HOW TO COMPLETE THIS TASK: The answer is to be the full listing, unchanged in every line.

STUDY MATERIAL:
———

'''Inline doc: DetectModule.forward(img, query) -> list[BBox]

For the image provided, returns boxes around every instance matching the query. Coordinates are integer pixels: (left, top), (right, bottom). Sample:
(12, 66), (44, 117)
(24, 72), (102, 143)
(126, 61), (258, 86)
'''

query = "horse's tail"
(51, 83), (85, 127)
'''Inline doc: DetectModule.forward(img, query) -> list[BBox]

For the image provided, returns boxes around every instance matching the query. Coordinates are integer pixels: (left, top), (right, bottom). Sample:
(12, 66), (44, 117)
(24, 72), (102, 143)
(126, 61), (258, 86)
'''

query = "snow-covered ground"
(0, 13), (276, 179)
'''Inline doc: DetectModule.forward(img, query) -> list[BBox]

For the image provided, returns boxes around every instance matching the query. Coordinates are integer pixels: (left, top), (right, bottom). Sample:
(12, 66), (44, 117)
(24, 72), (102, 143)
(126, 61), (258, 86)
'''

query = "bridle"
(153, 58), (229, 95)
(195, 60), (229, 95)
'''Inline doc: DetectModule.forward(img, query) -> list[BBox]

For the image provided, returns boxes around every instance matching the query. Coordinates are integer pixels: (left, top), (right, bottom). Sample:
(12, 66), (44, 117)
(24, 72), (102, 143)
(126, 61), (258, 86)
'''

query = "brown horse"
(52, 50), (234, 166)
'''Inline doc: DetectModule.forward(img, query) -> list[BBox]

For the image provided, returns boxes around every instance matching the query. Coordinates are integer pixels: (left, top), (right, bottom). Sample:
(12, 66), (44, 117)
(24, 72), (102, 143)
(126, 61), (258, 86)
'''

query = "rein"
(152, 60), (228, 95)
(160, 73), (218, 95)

———

EXERCISE RESPONSE:
'''Inline doc: DetectModule.forward(img, query) -> list[BBox]

For the image provided, returns boxes around every instance matching the query. Coordinates are integer pixels: (left, top), (right, bottom). Sample:
(12, 66), (44, 117)
(24, 72), (102, 143)
(126, 61), (258, 86)
'''

query = "horse's tail"
(51, 83), (85, 127)
'''Inline doc: DetectModule.forward(img, query) -> list[BBox]

For the image provided, returns boxes around every instance matching the query. Coordinates are integer pixels: (left, top), (right, bottom). Sample:
(12, 66), (44, 117)
(24, 72), (102, 143)
(126, 61), (258, 86)
'''

query = "snow-covered ground"
(0, 13), (276, 179)
'''Inline doc: DetectModule.forward(img, query) -> list[BBox]

For the image provided, returns boxes around every instance matching the query. Coordinates are integer pixels: (left, top), (right, bottom). Sample:
(12, 66), (44, 117)
(24, 72), (102, 143)
(126, 61), (258, 86)
'''

query = "bridle"
(153, 58), (229, 95)
(195, 60), (229, 95)
'''Inline doc: DetectModule.forward(img, query) -> list[BBox]

For the image provided, returns boxes around every instance matching the query. Coordinates are integer pixels: (left, top), (right, bottom). Sample:
(12, 66), (44, 117)
(24, 72), (102, 143)
(126, 61), (258, 86)
'''

query = "brown horse"
(52, 50), (234, 166)
'''Inline doc: DetectModule.forward(img, query) -> list[BBox]

For the image provided, returns boxes around every instance matching the query. Coordinates are integer pixels: (left, top), (right, bottom). Sample:
(12, 66), (44, 117)
(24, 72), (102, 143)
(126, 61), (258, 86)
'''

query = "rein"
(152, 60), (228, 95)
(160, 73), (218, 95)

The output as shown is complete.